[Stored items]
---
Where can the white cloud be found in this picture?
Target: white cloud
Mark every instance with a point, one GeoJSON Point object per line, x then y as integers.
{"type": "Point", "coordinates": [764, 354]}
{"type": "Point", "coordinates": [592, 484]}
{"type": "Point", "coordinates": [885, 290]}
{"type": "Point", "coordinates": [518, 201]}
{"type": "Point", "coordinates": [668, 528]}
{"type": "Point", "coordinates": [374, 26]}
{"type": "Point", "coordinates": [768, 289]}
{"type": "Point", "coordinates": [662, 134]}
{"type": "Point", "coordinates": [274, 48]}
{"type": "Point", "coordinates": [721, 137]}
---
**Instructions for the task**
Reproduce exactly the lines from the one containing "Target: white cloud" through the last line of the records above, including both, and nothing else.

**Solution for this problem**
Target: white cloud
Mark every instance with a point, one GeoJSON Point object per line, x then y as integers.
{"type": "Point", "coordinates": [764, 354]}
{"type": "Point", "coordinates": [592, 484]}
{"type": "Point", "coordinates": [885, 290]}
{"type": "Point", "coordinates": [518, 201]}
{"type": "Point", "coordinates": [668, 528]}
{"type": "Point", "coordinates": [374, 26]}
{"type": "Point", "coordinates": [768, 289]}
{"type": "Point", "coordinates": [662, 134]}
{"type": "Point", "coordinates": [274, 48]}
{"type": "Point", "coordinates": [721, 137]}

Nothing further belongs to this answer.